Requirement: Reproduce the records below with each "photograph" changed to "image" and nothing else altered. Leave the pictures out of your version.

Given records:

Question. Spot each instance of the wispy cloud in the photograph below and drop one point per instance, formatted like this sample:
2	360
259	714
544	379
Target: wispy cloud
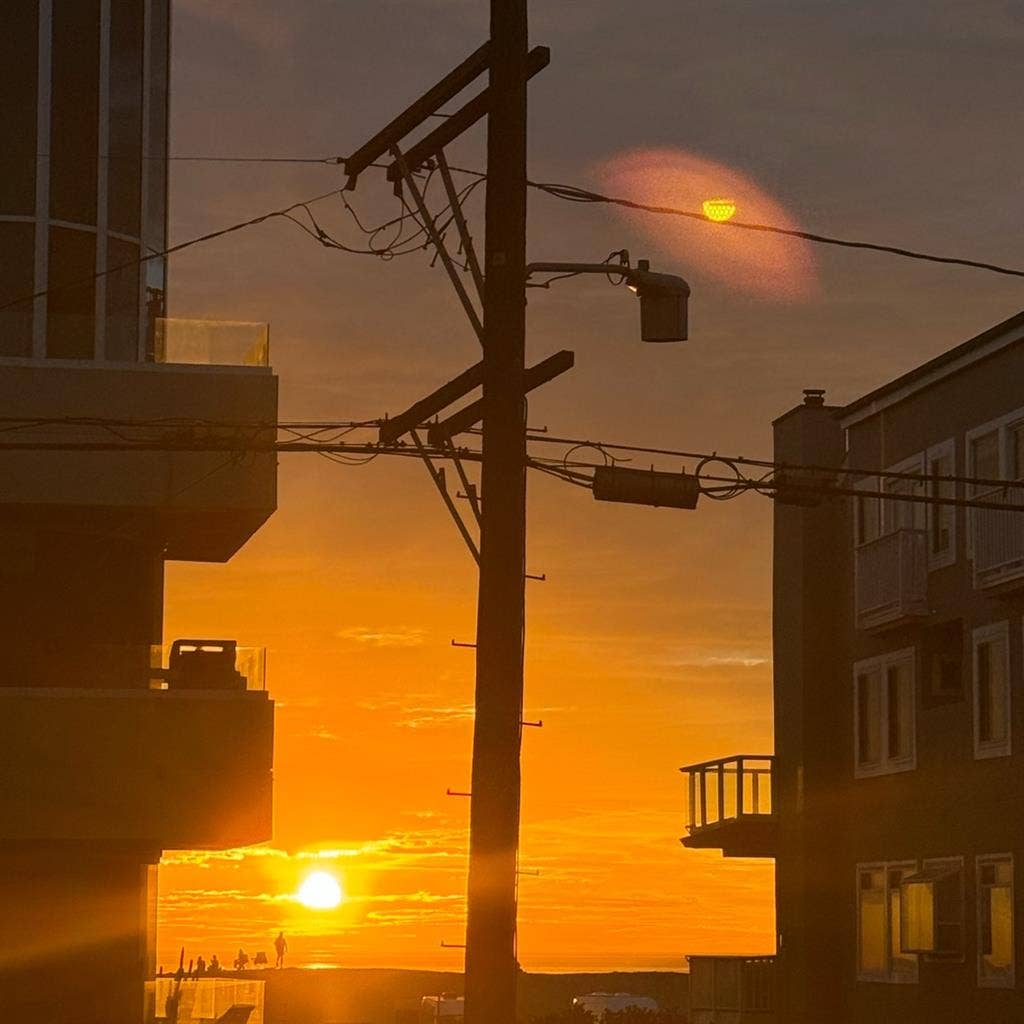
383	637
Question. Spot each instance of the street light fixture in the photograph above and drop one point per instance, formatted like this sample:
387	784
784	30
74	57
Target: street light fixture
664	297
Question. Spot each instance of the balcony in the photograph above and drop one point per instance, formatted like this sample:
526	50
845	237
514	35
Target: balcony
732	989
203	504
891	579
211	999
166	755
997	541
731	806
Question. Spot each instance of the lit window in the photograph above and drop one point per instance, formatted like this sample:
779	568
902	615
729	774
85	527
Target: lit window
991	691
933	910
871	961
881	953
995	922
941	518
884	714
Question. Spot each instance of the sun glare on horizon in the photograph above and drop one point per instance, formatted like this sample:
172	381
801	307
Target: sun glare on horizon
321	891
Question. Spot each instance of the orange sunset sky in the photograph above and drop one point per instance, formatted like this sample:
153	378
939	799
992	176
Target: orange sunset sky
648	646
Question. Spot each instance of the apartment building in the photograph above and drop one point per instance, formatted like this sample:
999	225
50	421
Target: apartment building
893	803
116	743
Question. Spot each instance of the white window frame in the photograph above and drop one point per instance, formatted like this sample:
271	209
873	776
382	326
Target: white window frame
989	749
938	560
890	976
980	861
886	765
865	483
1001	425
912	464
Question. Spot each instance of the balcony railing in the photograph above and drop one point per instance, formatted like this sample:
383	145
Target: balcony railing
226	343
997	540
209	998
182	665
731	806
892	579
732	989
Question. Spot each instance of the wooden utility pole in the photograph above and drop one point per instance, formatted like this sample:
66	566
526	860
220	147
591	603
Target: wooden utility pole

Written answer:
Question. Spot each instance of the wispy cloud in the image below and drop one point per instance, formatted like this sample:
2	360
259	714
544	379
Target: wispy cloud
383	637
Question. Spot each instance of the street light fixture in the image above and drop one point per instance, formatted like this sample:
387	784
784	30
74	57
Target: street light fixture
664	297
Question. Spot each instance of the balcony in the image above and drop one point per instance, formatted like this sample:
526	50
845	237
514	35
Target: balcony
732	989
203	504
891	579
211	999
166	755
997	541
731	806
Question. Spot each instance of the lit window in the image above and drop one point per instance, formatted like this sample:
779	568
902	615
729	774
85	527
Target: lit window
991	691
933	910
871	961
881	953
995	922
941	518
884	714
Question. Spot each instance of the sun glare on horizon in the image above and drop one point per instance, formatted like this sample:
172	381
801	307
Target: sun glare on horizon
321	891
Question. Spot each instance of the orange sunset sky in the image above and drop one point per instance, formatted like this sample:
153	378
939	799
992	176
Target: orange sunset sky
648	646
Question. Spot each instance of the apartment building in the image above and drop one point per instance, formatted like this sample:
999	225
50	421
Target: apartment building
893	803
116	743
Question. Spot each instance of the white window frame in the image above and drop one point per instance, formatted like this sample:
271	209
873	776
382	326
Target: white window frame
989	749
938	560
890	976
980	861
886	765
865	483
1001	425
912	464
Question. Spot each instance of the balcony railing in the image above and drop one point per instance, formatted like this sample:
383	145
Target: balcony railing
226	343
997	540
209	998
182	665
731	806
892	579
732	989
Question. Spot each instance of the wooden utility pole in the image above and drop one point per instance, formatted like this sample:
66	566
526	860
220	147
591	603
Target: wooden utility pole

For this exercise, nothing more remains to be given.